MATERIAL SHOWN:
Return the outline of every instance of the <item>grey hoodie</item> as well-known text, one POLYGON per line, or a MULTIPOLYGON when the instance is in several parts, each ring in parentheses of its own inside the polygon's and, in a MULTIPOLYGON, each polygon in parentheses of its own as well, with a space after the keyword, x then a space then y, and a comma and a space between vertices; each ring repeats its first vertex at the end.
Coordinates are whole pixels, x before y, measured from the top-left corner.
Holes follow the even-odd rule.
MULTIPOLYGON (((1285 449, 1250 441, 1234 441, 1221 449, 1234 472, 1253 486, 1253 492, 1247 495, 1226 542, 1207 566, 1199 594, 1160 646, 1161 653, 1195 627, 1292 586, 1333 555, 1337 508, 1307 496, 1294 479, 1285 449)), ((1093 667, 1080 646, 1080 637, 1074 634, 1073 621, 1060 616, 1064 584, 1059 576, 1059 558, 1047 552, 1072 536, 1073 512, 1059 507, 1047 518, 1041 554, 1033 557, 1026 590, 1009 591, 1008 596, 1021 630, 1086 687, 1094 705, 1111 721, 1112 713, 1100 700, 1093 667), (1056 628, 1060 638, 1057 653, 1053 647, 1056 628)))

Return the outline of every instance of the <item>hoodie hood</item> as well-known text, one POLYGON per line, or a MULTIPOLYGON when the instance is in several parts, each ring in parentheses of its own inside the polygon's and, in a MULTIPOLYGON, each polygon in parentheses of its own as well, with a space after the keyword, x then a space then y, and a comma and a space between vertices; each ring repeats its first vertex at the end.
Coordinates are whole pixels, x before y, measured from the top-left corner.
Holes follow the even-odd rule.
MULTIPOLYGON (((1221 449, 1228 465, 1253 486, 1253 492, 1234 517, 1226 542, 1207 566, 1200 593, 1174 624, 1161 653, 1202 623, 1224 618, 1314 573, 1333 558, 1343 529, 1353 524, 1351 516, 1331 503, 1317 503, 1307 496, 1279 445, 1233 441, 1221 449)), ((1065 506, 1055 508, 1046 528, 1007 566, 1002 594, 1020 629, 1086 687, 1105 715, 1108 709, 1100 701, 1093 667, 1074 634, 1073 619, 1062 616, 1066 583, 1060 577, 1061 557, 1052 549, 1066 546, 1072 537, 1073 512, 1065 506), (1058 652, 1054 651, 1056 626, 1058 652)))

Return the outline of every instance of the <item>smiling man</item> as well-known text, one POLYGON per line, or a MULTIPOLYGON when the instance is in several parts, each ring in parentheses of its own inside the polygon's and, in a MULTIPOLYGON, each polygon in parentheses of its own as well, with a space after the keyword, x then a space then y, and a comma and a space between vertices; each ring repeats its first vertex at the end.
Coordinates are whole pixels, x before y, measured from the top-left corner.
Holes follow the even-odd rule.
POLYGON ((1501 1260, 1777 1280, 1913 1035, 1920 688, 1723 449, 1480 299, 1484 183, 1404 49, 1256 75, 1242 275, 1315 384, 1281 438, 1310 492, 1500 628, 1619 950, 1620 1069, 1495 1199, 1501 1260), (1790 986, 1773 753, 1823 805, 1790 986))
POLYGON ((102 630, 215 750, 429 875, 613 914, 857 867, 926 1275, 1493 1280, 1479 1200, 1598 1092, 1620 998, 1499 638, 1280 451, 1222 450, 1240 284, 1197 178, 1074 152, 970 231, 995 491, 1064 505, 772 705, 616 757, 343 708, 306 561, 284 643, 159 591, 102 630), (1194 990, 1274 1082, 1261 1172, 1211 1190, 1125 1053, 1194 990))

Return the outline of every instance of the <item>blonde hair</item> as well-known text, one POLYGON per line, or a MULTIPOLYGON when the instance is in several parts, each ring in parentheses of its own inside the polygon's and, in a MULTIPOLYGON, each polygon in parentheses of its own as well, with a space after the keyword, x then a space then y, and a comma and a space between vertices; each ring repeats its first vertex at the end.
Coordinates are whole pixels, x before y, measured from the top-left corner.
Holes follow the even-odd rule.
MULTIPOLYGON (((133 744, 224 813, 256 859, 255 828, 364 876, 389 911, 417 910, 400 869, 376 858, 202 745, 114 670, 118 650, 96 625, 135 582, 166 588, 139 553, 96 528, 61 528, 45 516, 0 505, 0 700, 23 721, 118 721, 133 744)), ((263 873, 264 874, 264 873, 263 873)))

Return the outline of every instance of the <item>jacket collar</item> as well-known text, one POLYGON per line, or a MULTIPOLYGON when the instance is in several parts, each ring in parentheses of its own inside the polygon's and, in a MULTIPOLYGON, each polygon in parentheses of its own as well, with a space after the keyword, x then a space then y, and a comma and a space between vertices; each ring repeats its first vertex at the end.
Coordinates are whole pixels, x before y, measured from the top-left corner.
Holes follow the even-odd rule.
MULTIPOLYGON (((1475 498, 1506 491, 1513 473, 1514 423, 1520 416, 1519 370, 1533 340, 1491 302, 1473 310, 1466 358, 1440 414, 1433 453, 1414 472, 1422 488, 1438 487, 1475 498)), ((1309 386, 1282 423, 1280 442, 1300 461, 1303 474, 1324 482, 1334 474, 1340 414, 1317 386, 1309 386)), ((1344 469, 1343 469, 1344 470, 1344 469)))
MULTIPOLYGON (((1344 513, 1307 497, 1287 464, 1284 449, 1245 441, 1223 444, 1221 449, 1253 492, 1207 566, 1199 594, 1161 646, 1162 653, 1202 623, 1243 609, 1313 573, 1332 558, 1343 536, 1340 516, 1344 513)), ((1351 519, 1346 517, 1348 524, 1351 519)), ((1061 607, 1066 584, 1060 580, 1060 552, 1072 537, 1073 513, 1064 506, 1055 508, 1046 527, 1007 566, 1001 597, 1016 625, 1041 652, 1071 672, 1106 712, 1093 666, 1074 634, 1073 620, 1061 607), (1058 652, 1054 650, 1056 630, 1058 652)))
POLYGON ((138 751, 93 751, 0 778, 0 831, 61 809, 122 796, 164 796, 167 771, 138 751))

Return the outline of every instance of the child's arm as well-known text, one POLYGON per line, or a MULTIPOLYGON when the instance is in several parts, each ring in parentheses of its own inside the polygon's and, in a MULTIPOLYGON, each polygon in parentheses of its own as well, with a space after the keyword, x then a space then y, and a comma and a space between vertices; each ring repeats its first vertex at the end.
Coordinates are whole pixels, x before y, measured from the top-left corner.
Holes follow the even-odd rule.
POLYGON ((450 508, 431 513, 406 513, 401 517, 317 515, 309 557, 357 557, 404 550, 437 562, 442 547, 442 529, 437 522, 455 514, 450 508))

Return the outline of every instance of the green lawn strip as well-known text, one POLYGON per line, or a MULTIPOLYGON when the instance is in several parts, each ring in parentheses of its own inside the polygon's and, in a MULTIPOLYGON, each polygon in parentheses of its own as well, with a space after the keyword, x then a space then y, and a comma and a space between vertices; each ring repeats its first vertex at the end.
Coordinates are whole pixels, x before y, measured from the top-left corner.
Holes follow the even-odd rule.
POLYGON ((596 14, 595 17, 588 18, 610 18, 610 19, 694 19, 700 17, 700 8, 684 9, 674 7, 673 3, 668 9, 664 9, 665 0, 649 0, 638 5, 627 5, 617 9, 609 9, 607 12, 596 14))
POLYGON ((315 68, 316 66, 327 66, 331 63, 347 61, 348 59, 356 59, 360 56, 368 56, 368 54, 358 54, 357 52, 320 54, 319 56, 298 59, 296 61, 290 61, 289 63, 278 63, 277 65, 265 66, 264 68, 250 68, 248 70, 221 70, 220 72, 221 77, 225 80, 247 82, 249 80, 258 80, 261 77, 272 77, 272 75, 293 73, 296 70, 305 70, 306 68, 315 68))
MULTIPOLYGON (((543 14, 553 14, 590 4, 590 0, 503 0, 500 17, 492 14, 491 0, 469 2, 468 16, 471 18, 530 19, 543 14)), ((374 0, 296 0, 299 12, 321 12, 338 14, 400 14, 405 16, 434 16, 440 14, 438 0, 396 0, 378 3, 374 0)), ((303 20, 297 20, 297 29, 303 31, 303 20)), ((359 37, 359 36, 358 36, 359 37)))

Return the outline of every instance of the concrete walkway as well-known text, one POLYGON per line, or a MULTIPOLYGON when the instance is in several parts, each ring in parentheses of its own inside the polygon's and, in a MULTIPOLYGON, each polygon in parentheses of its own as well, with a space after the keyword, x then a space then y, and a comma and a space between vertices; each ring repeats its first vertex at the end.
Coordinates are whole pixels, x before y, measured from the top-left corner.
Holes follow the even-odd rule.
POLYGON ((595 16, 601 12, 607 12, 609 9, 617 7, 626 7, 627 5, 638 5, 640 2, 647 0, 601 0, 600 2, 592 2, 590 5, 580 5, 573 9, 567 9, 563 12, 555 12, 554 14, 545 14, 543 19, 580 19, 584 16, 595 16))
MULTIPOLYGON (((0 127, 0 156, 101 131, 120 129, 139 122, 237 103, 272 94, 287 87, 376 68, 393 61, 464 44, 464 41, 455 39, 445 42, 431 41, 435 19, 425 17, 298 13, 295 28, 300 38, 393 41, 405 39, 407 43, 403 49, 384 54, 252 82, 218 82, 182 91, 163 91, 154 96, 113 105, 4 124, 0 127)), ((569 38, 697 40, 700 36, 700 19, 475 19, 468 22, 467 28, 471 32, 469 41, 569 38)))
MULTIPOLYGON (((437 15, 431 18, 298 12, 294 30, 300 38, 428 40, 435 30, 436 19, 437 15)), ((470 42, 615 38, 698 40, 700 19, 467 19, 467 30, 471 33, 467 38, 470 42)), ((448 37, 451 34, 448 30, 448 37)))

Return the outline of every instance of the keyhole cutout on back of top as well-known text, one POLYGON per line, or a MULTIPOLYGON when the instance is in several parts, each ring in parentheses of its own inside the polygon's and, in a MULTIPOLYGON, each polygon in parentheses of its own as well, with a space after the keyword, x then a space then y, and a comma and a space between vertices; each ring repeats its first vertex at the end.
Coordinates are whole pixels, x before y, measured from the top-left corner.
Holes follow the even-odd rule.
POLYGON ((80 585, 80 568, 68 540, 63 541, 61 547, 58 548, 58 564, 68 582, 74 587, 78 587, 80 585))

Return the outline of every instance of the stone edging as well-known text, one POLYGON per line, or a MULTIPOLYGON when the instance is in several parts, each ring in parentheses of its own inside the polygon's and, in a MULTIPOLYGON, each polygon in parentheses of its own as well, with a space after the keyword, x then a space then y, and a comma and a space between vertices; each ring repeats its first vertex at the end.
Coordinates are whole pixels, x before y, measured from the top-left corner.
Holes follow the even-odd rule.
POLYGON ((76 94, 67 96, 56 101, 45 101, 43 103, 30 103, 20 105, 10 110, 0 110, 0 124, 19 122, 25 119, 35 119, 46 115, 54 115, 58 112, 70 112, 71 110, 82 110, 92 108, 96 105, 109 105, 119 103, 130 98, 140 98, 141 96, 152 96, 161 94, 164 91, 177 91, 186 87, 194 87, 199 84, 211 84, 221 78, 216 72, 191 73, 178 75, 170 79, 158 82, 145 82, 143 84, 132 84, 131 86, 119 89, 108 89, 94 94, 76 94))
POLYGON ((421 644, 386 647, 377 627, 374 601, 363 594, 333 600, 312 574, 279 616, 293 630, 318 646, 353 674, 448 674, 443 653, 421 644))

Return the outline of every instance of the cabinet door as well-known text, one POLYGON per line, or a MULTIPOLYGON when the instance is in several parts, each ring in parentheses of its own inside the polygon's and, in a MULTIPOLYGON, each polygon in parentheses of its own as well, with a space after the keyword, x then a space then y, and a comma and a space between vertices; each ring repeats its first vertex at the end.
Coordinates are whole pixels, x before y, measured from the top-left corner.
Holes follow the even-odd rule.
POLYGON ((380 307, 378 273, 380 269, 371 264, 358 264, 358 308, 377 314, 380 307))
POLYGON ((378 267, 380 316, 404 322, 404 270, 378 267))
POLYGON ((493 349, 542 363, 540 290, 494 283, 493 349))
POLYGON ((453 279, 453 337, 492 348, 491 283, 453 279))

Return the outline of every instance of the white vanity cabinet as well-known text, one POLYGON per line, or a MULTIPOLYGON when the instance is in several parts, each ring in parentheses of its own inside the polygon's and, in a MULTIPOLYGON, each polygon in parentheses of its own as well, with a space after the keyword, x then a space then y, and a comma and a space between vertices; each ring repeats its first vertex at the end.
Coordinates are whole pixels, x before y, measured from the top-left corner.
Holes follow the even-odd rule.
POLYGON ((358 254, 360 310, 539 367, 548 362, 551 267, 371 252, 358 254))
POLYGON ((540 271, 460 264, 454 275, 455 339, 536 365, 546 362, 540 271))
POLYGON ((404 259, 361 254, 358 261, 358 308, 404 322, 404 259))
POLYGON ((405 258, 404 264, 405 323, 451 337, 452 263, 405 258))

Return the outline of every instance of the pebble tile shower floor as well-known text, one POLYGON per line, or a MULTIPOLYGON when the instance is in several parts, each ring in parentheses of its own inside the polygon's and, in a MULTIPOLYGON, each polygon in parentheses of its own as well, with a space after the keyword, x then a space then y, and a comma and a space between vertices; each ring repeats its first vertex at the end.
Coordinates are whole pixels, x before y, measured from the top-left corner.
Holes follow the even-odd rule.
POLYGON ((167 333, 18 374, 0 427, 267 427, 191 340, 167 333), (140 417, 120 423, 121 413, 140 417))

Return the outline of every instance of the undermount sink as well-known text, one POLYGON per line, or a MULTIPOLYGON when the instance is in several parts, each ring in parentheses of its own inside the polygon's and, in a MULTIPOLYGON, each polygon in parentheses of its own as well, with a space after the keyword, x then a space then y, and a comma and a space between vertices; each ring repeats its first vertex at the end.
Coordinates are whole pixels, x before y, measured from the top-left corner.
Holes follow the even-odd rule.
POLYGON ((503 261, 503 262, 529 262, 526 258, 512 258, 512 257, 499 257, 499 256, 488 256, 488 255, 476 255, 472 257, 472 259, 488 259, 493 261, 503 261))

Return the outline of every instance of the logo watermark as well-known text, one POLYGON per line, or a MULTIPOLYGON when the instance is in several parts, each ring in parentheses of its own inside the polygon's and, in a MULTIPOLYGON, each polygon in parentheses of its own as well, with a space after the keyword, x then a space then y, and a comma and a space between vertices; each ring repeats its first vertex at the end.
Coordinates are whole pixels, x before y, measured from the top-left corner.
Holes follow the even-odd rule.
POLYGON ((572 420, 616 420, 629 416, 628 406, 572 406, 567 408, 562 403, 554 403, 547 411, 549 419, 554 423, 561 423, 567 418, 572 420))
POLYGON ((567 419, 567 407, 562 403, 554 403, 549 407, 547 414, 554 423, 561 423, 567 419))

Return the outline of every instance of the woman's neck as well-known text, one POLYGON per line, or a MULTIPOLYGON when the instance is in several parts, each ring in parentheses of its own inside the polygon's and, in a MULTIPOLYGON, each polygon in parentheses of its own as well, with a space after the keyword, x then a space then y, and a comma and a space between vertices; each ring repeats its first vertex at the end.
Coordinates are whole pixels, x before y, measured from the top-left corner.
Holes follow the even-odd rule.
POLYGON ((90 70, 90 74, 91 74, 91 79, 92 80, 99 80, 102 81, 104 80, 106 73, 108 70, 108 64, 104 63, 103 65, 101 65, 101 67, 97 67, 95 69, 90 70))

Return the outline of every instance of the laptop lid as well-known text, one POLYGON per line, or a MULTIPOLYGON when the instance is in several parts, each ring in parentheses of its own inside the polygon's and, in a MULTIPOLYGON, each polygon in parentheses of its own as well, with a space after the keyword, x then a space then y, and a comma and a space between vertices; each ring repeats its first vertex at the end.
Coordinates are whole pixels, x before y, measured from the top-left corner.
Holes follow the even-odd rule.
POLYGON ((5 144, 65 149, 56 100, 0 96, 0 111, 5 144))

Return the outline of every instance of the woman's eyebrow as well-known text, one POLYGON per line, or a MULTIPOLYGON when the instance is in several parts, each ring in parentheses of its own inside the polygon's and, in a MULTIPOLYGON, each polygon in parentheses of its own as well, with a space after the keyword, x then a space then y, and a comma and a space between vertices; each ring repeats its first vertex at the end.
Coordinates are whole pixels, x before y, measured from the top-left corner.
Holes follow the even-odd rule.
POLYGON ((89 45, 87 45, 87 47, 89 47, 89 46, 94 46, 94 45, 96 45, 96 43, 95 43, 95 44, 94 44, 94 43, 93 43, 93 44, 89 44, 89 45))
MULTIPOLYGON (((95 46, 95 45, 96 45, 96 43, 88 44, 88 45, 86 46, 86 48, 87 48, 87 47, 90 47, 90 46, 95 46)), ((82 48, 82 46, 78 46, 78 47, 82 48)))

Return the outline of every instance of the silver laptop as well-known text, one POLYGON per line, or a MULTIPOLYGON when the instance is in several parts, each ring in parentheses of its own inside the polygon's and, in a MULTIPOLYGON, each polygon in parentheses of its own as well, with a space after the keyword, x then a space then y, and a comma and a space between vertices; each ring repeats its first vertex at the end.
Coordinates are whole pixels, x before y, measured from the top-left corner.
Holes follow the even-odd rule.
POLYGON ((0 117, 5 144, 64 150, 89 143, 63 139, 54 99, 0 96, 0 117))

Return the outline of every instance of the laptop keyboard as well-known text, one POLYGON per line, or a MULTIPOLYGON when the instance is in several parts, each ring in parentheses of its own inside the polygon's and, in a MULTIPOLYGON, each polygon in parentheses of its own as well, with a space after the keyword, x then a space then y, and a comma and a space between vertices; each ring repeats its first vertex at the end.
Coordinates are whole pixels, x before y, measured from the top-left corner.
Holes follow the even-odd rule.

ABOUT THIS TASK:
Check every line in the entries for the word "laptop". State how many have it, with no other text.

ANSWER FOR THE TASK:
3